──────── INFORMATION SUPPLIED ────────

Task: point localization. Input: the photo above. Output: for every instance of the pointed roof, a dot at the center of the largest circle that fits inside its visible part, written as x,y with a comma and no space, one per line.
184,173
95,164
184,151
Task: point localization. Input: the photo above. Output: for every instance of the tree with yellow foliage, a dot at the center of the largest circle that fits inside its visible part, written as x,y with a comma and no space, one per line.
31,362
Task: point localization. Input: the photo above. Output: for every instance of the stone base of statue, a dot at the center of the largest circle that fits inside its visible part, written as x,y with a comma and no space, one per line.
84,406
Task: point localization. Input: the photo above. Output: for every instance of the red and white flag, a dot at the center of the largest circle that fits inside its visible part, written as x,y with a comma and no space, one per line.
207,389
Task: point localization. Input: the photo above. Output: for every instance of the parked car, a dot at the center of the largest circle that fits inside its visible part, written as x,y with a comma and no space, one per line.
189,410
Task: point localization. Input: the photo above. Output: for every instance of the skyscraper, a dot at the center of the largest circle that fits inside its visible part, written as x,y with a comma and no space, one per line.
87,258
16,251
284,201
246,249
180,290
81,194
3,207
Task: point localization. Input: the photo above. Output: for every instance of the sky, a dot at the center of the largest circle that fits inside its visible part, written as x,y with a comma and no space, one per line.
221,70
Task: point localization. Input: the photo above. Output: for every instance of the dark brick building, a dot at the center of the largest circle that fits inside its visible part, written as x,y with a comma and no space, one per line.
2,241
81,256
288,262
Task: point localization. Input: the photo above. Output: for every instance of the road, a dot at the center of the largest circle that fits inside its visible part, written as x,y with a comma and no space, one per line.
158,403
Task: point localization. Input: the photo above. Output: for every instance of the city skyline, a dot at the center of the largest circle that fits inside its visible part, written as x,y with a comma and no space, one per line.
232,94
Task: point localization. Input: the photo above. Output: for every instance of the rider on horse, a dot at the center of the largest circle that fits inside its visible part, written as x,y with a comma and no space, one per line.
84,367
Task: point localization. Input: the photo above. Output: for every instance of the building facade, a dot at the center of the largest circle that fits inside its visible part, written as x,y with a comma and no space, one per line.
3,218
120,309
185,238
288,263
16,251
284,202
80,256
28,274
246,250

────────

_WORK REQUEST_.
Write the records out once more. Change nothing.

_ANSWER TO THE PROBLEM_.
Task: point localization. Input: the photo above. Output: for every instance of the pointed roof, a dot at the center of the largest circle that fits inside its visible part, written as x,y with a comma and no space, one per line.
184,173
95,164
184,151
Task: point localization. Input: the photo above. Output: for every instance of the tree with yellow foliage, a dot at the center of the largest circle that fits inside its visible part, written as x,y with a comma and no space, one per line.
31,362
Task: point localization. Input: the photo above. Output: for every instance of the stone base of statue, a dot at the center of the largest circle that fits inside its visible part, written as x,y with a comma and no space, one per line.
84,406
Task: point localization. Input: the photo above. Output: for every instance of the red and white flag, a dot at the center of the largest circle that fits inside its visible part, written as x,y with a comma and no space, one per line.
207,389
Task: point localization. Input: the photo above. Output: for every instance of the parked car, a dot at the center of the largest circle that fits inside its visible part, written as x,y with a comma and no space, one per line.
189,410
Task: point localization. Input: the photo above. Output: for every instance of the skyscraper, a dot at the center of the largest circle that fits inside its visible part, written as x,y with a comma and no space, one per line.
87,258
16,251
284,201
246,249
180,290
81,194
3,207
Task: point localization. Input: the photo above. Output: for every instance of the sky, a dot at the center of the largest circle that fits inside its visible part, written as x,y with a comma and no space, one per line.
221,70
Task: point localization. Input: the photo above. Output: for every instance of the dark brick building, a dot at the center of the largest circle that fits inside its visible part, written as x,y with a comma and no space, one per line.
2,241
81,256
288,262
Task: point localization. Input: the photo above. Output: for every instance of the road, a dot at the center of the largest circle that fits inside its visible part, written as x,y with a comma and no space, one per line.
158,403
Task: point localization. Input: the photo above. Output: for every instance of the city skyline, a dot at the center of the largest circle that fits inside its visible part, written as x,y with a comma and no space, one per line.
232,94
Task: point localization. Input: the photo above. Output: for every instance of the rider on horse, a dot at the center of the largest circle that fits inside its visible part, written as x,y with a comma and no space, one per line.
84,367
Task: point localization. Input: the photo above. Output: for every instance of the building facade, a dot at the center of the largest circle that fits inside its visible part, written as x,y with a comma and no space, one per line.
3,218
120,309
185,238
288,263
16,251
284,202
80,256
28,274
246,250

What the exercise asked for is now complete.